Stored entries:

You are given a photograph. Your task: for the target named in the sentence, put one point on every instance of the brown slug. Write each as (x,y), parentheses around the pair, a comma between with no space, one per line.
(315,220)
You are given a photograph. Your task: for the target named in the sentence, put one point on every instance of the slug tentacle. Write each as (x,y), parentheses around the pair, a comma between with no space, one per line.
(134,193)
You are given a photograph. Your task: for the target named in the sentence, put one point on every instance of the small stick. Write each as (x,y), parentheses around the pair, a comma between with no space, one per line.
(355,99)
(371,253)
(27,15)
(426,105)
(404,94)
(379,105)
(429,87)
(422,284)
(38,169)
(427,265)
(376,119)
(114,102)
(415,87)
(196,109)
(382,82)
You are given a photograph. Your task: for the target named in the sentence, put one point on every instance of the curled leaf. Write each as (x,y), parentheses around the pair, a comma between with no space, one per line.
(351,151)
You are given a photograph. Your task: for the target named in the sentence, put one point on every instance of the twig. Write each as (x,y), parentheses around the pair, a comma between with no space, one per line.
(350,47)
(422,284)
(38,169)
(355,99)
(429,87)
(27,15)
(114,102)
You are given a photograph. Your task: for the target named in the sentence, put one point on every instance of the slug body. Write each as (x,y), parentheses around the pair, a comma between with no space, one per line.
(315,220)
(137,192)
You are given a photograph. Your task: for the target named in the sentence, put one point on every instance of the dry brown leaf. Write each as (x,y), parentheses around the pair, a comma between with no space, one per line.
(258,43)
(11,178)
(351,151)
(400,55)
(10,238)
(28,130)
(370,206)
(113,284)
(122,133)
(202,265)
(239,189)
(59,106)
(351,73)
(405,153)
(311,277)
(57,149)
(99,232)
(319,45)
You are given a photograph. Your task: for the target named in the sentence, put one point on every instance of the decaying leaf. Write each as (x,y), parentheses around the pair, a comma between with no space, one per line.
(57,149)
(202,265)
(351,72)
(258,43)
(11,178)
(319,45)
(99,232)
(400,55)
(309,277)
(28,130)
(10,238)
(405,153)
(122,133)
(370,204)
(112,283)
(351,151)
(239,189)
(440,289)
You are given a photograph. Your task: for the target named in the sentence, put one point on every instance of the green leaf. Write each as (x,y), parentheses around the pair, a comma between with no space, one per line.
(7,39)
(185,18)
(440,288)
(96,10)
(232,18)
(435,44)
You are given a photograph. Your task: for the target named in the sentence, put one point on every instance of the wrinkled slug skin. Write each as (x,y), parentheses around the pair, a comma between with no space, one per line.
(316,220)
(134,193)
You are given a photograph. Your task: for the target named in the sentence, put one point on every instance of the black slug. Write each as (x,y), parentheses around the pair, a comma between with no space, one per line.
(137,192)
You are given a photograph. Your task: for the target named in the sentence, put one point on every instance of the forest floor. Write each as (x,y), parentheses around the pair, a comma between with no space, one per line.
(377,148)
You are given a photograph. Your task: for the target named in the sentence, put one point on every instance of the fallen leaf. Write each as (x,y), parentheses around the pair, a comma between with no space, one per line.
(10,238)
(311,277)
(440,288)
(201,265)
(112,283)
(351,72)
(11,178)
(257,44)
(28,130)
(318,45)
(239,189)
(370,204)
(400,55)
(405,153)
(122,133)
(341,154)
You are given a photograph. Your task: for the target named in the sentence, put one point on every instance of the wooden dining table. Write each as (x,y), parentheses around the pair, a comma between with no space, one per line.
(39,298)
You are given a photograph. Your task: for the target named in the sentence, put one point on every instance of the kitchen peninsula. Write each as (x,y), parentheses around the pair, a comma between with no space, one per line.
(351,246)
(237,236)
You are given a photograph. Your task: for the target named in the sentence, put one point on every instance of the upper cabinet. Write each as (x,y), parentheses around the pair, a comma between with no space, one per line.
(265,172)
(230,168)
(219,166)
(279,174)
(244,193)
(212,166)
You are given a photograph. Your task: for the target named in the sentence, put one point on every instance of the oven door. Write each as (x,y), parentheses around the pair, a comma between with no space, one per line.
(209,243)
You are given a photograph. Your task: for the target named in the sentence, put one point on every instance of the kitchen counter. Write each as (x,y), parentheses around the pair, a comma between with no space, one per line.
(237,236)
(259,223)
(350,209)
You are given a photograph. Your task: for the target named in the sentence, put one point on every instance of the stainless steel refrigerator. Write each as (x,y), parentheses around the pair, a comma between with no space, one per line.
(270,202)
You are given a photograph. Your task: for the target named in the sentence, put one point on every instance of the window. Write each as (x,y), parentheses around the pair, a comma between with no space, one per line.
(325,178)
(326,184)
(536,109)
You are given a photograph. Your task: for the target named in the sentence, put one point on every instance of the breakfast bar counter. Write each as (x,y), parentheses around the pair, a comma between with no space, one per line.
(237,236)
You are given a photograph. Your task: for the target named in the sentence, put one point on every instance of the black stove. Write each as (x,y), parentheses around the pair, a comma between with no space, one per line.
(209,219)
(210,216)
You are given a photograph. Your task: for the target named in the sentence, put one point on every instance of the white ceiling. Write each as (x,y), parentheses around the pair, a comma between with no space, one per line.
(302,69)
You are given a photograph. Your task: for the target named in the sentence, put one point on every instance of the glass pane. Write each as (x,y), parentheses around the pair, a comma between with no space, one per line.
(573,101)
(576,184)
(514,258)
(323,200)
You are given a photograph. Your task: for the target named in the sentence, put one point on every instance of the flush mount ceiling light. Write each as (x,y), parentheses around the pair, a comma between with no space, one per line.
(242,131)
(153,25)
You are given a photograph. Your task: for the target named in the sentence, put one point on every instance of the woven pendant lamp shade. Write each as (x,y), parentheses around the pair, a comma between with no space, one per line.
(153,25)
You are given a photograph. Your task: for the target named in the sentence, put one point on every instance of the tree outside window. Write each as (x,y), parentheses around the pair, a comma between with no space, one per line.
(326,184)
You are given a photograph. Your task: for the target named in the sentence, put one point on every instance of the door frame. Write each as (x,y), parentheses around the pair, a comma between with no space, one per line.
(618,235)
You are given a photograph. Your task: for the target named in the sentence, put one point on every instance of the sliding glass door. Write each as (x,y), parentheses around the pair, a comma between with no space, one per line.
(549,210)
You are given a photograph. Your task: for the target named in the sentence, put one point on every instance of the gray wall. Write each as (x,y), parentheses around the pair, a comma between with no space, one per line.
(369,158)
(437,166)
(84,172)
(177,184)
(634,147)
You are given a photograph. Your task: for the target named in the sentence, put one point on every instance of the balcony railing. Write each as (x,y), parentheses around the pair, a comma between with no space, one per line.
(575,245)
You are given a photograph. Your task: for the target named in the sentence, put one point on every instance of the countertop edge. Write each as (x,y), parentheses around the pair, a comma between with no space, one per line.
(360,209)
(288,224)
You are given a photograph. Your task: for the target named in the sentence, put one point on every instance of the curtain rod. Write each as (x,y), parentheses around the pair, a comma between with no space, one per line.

** TASK REQUIREMENTS **
Transcribe the material above in its entirety. Match it exactly.

** EXERCISE SOLUTION **
You are given a photograph. Your task: for the target named in the sentence, put one point on every instance of the brown slug. Write each as (x,y), parentheses around the pair, a comma between with no space, one per line.
(315,220)
You are given a photograph. Your task: for the target named in the sentence, put one point on every instance of the slug tentacle. Write each as (x,y), parentheses around the pair, a comma between with no space, one per line.
(134,193)
You are given a photograph. Your task: for the target named in the sentence, put one point on every instance of the small stick. Write each as (x,y), parentheses around the pair, a comma between with no space, one per line.
(355,99)
(371,253)
(27,15)
(426,105)
(404,94)
(379,105)
(429,87)
(422,284)
(38,169)
(427,265)
(376,119)
(114,102)
(415,87)
(196,109)
(382,82)
You are given a photograph. Your task: for the target named in the sentence, put one point on every instance of the curled leaf. Write each as (x,y), parentheses around the pair, a comma between with no space, one per line.
(351,151)
You are given a photograph. Your task: for the target named in the sentence, put one point on every instance of the twig. Write each as (x,y), parentheses around the pair, a comma between with no space, one per line.
(350,47)
(422,284)
(38,169)
(355,99)
(429,87)
(27,15)
(114,102)
You are given a photograph. Your task: for the target named in the sentence, put one point on every instance of the slug body. Write each as (x,y), parentheses around the pair, a comma between with no space, one per line.
(315,220)
(137,192)
You are given a photograph. Your task: for the target named in the sentence, put one point on every instance of the dry brown leaf. Write each as (x,y), parentheses around the pair, a comma between with no space, one per line.
(258,43)
(11,178)
(351,151)
(400,55)
(10,238)
(28,130)
(370,206)
(113,284)
(122,133)
(202,265)
(239,189)
(59,106)
(351,73)
(405,153)
(311,277)
(57,149)
(99,232)
(319,45)
You are given a photograph. Your task: for the target named in the sentence, put one point on every instance of the decaying leaf. Write each as (x,y), parentheses around the pair, a comma between with no space, one per line.
(57,149)
(202,265)
(351,72)
(258,43)
(11,178)
(319,45)
(99,232)
(400,55)
(309,277)
(28,130)
(10,238)
(405,153)
(122,133)
(370,204)
(112,283)
(351,151)
(239,189)
(440,289)
You are given a photograph. Your task: for the target named in the sentence, put one point on every instance of the green leaf. Write each as (x,y), parentheses around the pair, a comma between with no space, one per line.
(7,39)
(185,18)
(440,288)
(96,10)
(232,18)
(435,44)
You are given a photograph. Your task: for the target named in the sentence, put one point on every instance of the wrinkled slug skin. Write each as (x,y), parentheses around the pair, a comma between with no space, one per line.
(316,220)
(134,193)
You are given a photograph. Your task: for the target named in the sentence, put one point on every instance of the black slug. Write each as (x,y), parentheses around the pair, a comma between with no space, one per line.
(137,192)
You are given a photograph. Your task: for the target named in the sentence, put one point on every instance of the forest floor. Write each as (x,y), parentheses around the pair, a comma between with no space, one per line.
(377,148)
You are given a photograph. Your task: for the target named in the sentence, put one point on every instance of the fallen leaf. Write each as (x,y), parentheses around the pair, a comma between with no space, one per line.
(10,238)
(311,277)
(440,288)
(201,265)
(112,283)
(351,72)
(11,178)
(257,44)
(28,130)
(318,45)
(239,189)
(370,204)
(400,55)
(405,153)
(122,133)
(341,154)
You are given a photograph. Your task: for the target named in the sentence, put one point on every instance of the wooden dining table. Write each as (x,y), parentheses around the pair, a comma between with no space, one per line.
(39,298)
You are given a photograph. Your task: for the target named in the sentence, put one point on every instance of the kitchen peninsula. Write each as (x,y), parentheses around the pair, a comma between with no space, one per line.
(351,246)
(237,236)
You are given a photograph. Your task: for the target named in the sentence, put one point on every instance of the upper cabinet. Write each as (x,y), parentheses around the pair, a comma between with no space, one per line.
(265,172)
(230,168)
(219,166)
(279,174)
(244,193)
(212,166)
You are given a photograph. Your task: for the target named in the sentence, put one point on every instance of the oven door. Write each as (x,y), parentheses around the pair, a comma between with no space, one per line.
(209,243)
You are given a photograph. Your task: for the target named in the sentence, put one point on every instance of the kitchen counter. Write each as (x,y), parentheses around the pair, a comma between with no space, one per line.
(237,236)
(259,223)
(350,209)
You are given a photograph. Your task: for the target named in the sentence, put one point on every instance of the stainless steel refrigerator. Write each as (x,y), parentheses around the pair, a comma between with no space, one per line.
(270,202)
You are given a photograph. Your task: for the target named in the sentence, put one point on every instance of the window. Write each as (x,y), parentheses around the pair, a comma between with no space, one per line.
(325,178)
(326,184)
(536,109)
You are given a photograph. Your task: for the target named in the sentence, put one point on every instance of the breakfast bar counter. Write each as (x,y), parentheses around the pair, a comma between with no space, one per line.
(237,236)
You are given a photograph. Your task: for the target named in the sentence, put one point on every instance of the black stove. Write each as (x,y), parentheses around the pair, a comma between with no space, one per line.
(209,219)
(210,216)
You are given a photograph. Your task: for the target named in the sentence, put one point on every instance of the white ceiling. Write each as (x,y), parentheses around the pair, a comma between with no space, one per line.
(302,69)
You are given a photograph. Your task: for the target named in the sentence, put one point on every instance of the glass pane. Write each as (x,y), parentheses around the pair, a comma between with no space, one per line.
(573,101)
(576,184)
(514,258)
(323,200)
You are given a photograph. Your task: for the target named in the sentence, put one point on every instance of the flush mount ceiling light. Write each as (x,y), parentheses around the pair, a comma between with no space, one per line.
(242,131)
(153,25)
You are given a photograph. Your task: for the target named in the sentence, put one point on every instance of the woven pendant lamp shade. Write each as (x,y), parentheses around the pair, a comma between with no space, one per line.
(153,25)
You are given a photograph. Your task: for the target named in the sentence, put one point on every instance of the tree outside window. Write each as (x,y), parentheses around the pair, a comma between with no space, one per line.
(326,184)
You are given a photograph. Your task: for the target named in the sentence, put one point on every instance of the door frame. Write each as (x,y), parentheses around the pair, a comma between with no space, one per line.
(618,235)
You are given a photograph. Your task: for the target named in the sentence, put one point on every instance of the sliding glass door. Write each as (x,y), parentheses around the pair, a comma between with no space, one per line.
(549,210)
You are given a photograph. Your task: for the target named in the sentence, put one point on every instance of the gray wall. Write each as (x,y), parentheses around the pair, a comma between with no space, one per line.
(369,158)
(437,166)
(84,172)
(177,184)
(634,147)
You are given a photograph. Your task: for the target named in the sentence, put one point on every instance of the balcony railing. Write each as (x,y), parentheses around the pair, a comma between with no space, one per line.
(575,245)
You are given a photograph. Your task: for the target named in the sentence, put one point on every instance of the countertop edge. Write each as (x,y), parentheses around the pair, a comma between with no space, one per line.
(360,209)
(288,224)
You are given a photograph. Your task: for the target named in the sentence, put one point on every instance of the curtain rod. Write each as (x,y), parentheses around the pair, a comma between with no space, one per line.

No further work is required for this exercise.